• [SUPPLIED TEXT]
■ ■ ■ ■ ■ ■ ■
NEW YORK, May 28, 2026, 08:01 EDT
- C4 Therapeutics shares last changed hands at $3.74 before the Nasdaq open, after a 7.16% gain on May 27.
- The move comes ahead of ASCO and EHA cancer-meeting updates tied to cemsidomide, its multiple-myeloma drug candidate.
- Peer moves were mixed in early U.S. trading, with Arvinas lower and Kymera and Nurix higher.
C4 Therapeutics Inc. shares held near a one-year high in early U.S. trading on Thursday, keeping the small biotech in focus after a sharp gain in the prior session and ahead of fresh cancer-drug meeting updates.
The stock was last indicated at $3.74 before the regular Nasdaq session, matching Wednesday’s close after a 7.16% rise. The company’s own stock data showed C4 touched $3.97 on May 27, up from a May 26 close of $3.49.
■ ■ ■ ■ ■ ■ ■
• [PROVIDED DATA]
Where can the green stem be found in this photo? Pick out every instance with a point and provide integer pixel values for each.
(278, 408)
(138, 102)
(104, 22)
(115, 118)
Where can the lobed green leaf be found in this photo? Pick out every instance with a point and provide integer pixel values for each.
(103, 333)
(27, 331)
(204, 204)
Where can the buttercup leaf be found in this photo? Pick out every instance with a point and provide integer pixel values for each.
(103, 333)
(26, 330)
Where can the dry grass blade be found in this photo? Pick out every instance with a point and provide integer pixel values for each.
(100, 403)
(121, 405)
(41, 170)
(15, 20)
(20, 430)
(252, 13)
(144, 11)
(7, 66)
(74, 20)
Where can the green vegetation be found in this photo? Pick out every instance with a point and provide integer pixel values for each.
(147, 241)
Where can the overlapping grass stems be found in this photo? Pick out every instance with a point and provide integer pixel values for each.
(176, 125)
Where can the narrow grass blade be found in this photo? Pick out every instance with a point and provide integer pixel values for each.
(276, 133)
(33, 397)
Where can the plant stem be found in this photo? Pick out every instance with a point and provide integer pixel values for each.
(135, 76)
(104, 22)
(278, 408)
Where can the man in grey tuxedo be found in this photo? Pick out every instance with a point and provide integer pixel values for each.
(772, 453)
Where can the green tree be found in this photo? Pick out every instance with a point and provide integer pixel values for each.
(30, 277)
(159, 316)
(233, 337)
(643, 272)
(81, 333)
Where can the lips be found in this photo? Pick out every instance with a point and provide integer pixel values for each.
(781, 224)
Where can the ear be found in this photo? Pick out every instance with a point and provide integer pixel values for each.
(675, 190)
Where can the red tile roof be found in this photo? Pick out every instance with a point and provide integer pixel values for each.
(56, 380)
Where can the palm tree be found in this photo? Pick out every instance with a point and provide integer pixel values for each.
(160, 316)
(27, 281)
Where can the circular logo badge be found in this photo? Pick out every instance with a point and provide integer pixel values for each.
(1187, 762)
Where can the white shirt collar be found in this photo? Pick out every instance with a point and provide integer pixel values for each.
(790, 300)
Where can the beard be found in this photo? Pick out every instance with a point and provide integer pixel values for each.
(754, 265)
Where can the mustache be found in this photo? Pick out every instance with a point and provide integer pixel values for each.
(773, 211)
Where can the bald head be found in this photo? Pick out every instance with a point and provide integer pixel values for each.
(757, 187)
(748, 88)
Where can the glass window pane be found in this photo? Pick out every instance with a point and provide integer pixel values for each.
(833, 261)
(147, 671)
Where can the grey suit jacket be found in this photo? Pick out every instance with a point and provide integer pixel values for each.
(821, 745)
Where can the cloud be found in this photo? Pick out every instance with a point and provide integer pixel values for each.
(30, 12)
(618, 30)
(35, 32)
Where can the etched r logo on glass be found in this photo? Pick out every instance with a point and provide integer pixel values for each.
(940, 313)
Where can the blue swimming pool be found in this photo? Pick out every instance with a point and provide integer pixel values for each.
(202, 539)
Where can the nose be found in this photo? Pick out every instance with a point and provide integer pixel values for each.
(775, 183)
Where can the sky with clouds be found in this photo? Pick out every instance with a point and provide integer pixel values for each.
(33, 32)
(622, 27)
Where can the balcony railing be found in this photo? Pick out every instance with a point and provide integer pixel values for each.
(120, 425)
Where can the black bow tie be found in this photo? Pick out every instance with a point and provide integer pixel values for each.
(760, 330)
■ ■ ■ ■ ■ ■ ■
• [EXERCISE INSTRUCTIONS]
- 1) According to the C4 Therapeutics stock report, what was the company's closing share price on May 26?
- 2) Repeat the part of the C4 Therapeutics stock report between "C4 Therapeutics Inc." and "close of $3.49.", inclusive.
- 3) Proceed with the C4 Therapeutics stock report, picking up after its final sentence.

• [EXERCISE RESULTS]
- 1) $3.49

- 2)
C4 Therapeutics Inc. shares held near a one-year high in early U.S. trading on Thursday, keeping the small biotech in focus after a sharp gain in the prior session and ahead of fresh cancer-drug meeting updates.
The stock was last indicated at $3.74 before the regular Nasdaq session, matching Wednesday’s close after a 7.16% rise. The company’s own stock data showed C4 touched $3.97 on May 27, up from a May 26 close of $3.49.

- 3)
The timing matters. C4 is heading into the American Society of Clinical Oncology meeting, which starts May 29, and the European Hematology Association congress in June with investors watching cemsidomide, its lead multiple-myeloma candidate. Multiple myeloma is a blood cancer, and cemsidomide is designed to degrade disease-linked proteins rather than simply block them.
C4 said a trial-in-progress poster for its Phase 2 MOMENTUM study was accepted for ASCO, while updated Phase 1 cemsidomide data are due at EHA on June 12. The company also listed a May 26 TD Cowen oncology fireside chat as a past event and a June 3 Jefferies Global Healthcare Conference appearance as upcoming.
Nasdaq’s regular session opens at 9:30 a.m. Eastern time, and May 28 is not listed among U.S. equity market holidays for 2026. The last full closure was Memorial Day on May 25, according to Nasdaq’s trading calendar.
The recent buying follows a broader reset in how investors view C4’s cash runway and partnership optionality. In its first-quarter update, the Watertown, Massachusetts-based company reported $268.3 million in cash, equivalents and marketable securities as of March 31 and said that should fund operations to the end of 2028.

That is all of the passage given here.